======== Available records ========

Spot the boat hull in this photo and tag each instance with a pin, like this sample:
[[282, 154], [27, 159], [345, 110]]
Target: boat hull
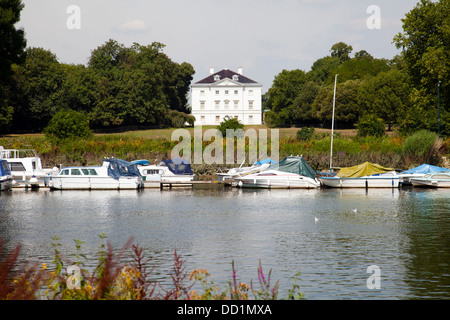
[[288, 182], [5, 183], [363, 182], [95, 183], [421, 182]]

========
======== Available records ========

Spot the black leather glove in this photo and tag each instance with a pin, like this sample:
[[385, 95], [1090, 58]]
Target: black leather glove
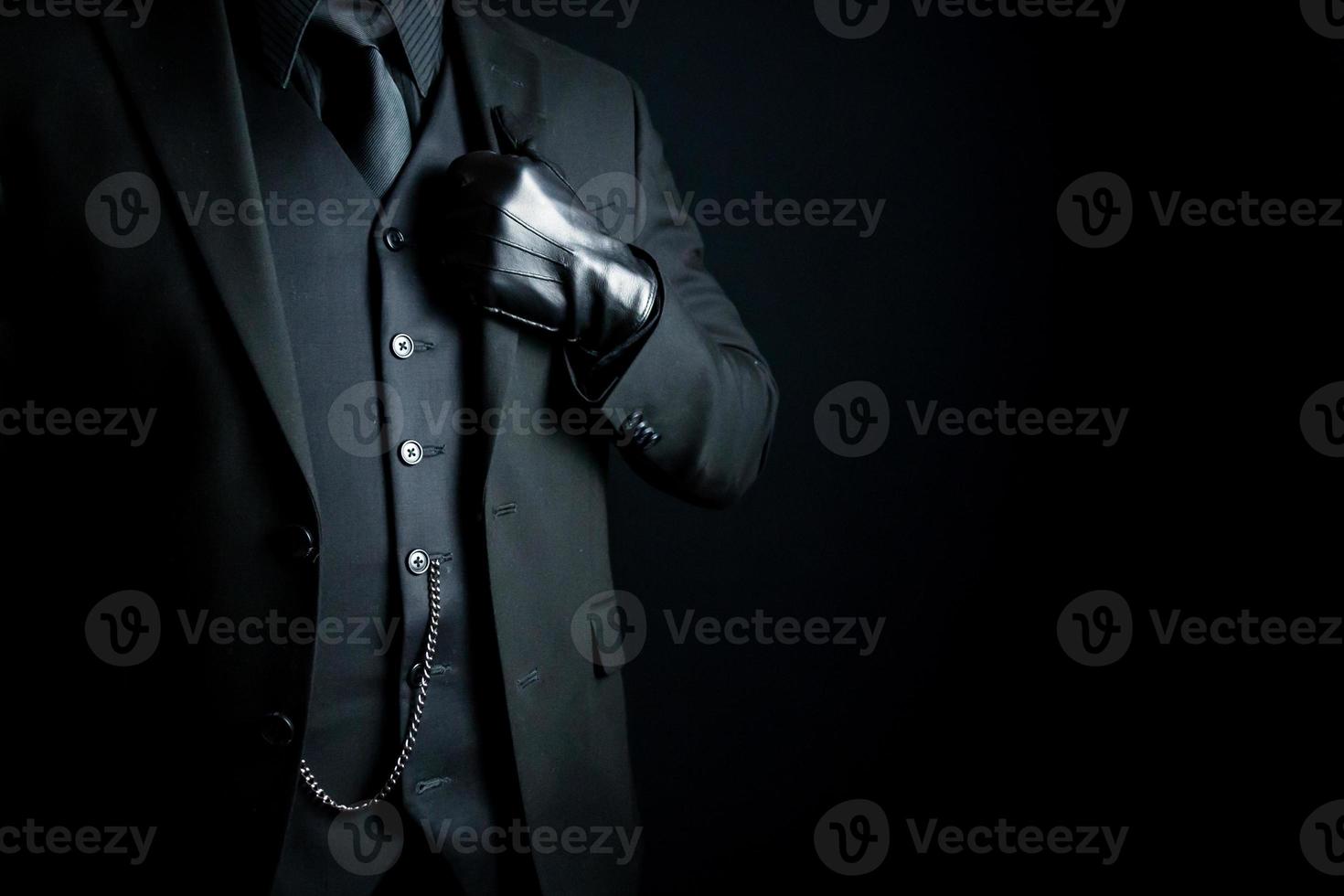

========

Short task: Rewrite the stretch from the line containing "Spot the black" through the line containing "Target: black leather glove", changing "leather" to "suede" and leaving everything else as it is.

Completed exercise:
Spot the black suede glove in this photo and tag each instance with a pin, like this sample:
[[385, 95], [1090, 58]]
Target: black suede glove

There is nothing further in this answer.